» **Direction**: Rewrite the material below with every "species-count log" swapped for "inventory sheet", keeping all else unchanged.
+-------+
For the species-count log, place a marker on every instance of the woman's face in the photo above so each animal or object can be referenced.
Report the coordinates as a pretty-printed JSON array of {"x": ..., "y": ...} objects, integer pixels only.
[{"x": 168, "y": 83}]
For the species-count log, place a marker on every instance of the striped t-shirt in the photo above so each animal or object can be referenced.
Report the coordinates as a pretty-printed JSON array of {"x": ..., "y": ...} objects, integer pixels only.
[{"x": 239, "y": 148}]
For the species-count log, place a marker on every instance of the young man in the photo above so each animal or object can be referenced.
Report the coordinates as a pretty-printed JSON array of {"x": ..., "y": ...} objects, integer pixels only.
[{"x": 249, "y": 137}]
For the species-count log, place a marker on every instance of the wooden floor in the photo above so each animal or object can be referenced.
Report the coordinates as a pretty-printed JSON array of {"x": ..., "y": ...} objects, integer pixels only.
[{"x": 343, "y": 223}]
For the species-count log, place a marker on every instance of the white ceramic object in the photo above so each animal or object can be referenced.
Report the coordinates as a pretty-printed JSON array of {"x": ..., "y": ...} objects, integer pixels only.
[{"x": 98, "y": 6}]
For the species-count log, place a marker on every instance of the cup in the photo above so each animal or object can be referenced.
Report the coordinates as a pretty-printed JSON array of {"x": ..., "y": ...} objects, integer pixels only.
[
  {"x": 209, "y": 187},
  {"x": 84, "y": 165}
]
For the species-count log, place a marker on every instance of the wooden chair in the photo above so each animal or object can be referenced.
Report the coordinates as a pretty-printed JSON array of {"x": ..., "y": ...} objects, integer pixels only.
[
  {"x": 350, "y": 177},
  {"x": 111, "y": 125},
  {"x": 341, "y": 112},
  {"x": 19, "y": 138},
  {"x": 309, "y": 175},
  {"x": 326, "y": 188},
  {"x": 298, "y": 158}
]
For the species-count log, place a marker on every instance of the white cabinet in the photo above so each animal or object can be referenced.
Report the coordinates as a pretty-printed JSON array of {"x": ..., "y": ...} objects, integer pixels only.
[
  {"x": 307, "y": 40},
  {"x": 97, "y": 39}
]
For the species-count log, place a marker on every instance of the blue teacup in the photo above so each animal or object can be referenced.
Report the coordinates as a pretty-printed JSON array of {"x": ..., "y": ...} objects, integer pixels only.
+-------+
» **Result**:
For the inventory sheet, place a marker on every instance of the woman's face in the photo above so each animal or object can be referenced.
Report the coordinates as a pretty-printed JSON array of {"x": ..., "y": ...} objects, integer pixels only.
[{"x": 168, "y": 83}]
For the inventory sheet, place a marker on every instance of the striped t-shirt in the photo above so each animal or object can be referenced.
Report the coordinates as a pretty-printed JSON array of {"x": ..., "y": ...} objects, integer pixels only.
[{"x": 239, "y": 148}]
For the inventory sheet, place a marker on every instance of the young man in the photo above so each animal or object can be referenced.
Report the coordinates as a pretty-printed JSON array of {"x": ..., "y": ...} objects, integer pixels only.
[{"x": 249, "y": 137}]
For the inventory sheet, place a marker on every instance of the wooden floor in the photo above so each animal or object can be referenced.
Report the coordinates as a pretty-printed JSON array of {"x": ..., "y": ...} objects, integer pixels only.
[{"x": 343, "y": 223}]
For the inventory sheet, place a marker on every instance of the white ceramic object in the photo above so each animal or object can be referenced.
Report the coordinates as a pretty-printed JSON array of {"x": ..., "y": ...} objects, integer pixels only.
[{"x": 98, "y": 6}]
For the inventory sheet, place a marker on every instance of the cup in the photo above so each animal or object can be referenced.
Report the coordinates as a pretty-printed JSON array of {"x": ..., "y": ...} objects, integer pixels only.
[
  {"x": 209, "y": 187},
  {"x": 84, "y": 165}
]
For the inventory sheet, place a marker on every instance of the wooden chair in the photo above so each animal or object can be referenced.
Report the coordinates as a pretty-printed JSON array of {"x": ..., "y": ...} objects, integer pixels only.
[
  {"x": 350, "y": 177},
  {"x": 111, "y": 125},
  {"x": 341, "y": 112},
  {"x": 19, "y": 138},
  {"x": 309, "y": 175},
  {"x": 326, "y": 188},
  {"x": 298, "y": 158}
]
For the inventory sheet, place a marker on every instance of the white cabinet in the photo above so each animal or object can be referenced.
Report the coordinates as a pretty-printed JSON array of {"x": ..., "y": ...} objects, integer pixels only.
[
  {"x": 307, "y": 40},
  {"x": 97, "y": 39}
]
For the inventory sheet, place a marker on every instance of the blue teacup in the photo above so each animal or object can be referenced.
Report the coordinates as a pretty-printed JSON array of {"x": ..., "y": ...} objects, integer pixels only.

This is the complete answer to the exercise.